[START Source records]
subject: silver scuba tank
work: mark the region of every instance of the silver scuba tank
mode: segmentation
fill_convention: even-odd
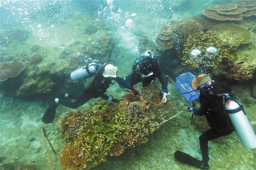
[[[243,109],[243,106],[237,101],[228,100],[225,109],[244,147],[256,148],[256,135]]]
[[[91,63],[71,73],[70,77],[72,80],[77,81],[95,74],[101,66],[100,64]]]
[END Source records]
■ The request
Please render the items above as a two-column CSV with the headers instruction and outline, one row per item: its work text and its answer, each in a single quoted field with line breaks replaced by spaces. Leave the pictures out.

■ Problem solution
instruction,outline
"subject: silver scuba tank work: mark the region of every instance of the silver scuba tank mode: segmentation fill_convention: even-odd","[[[243,109],[243,106],[237,101],[228,100],[225,109],[244,147],[256,148],[256,135]]] [[[91,63],[71,73],[70,77],[72,80],[77,81],[95,74],[101,66],[100,64]]]"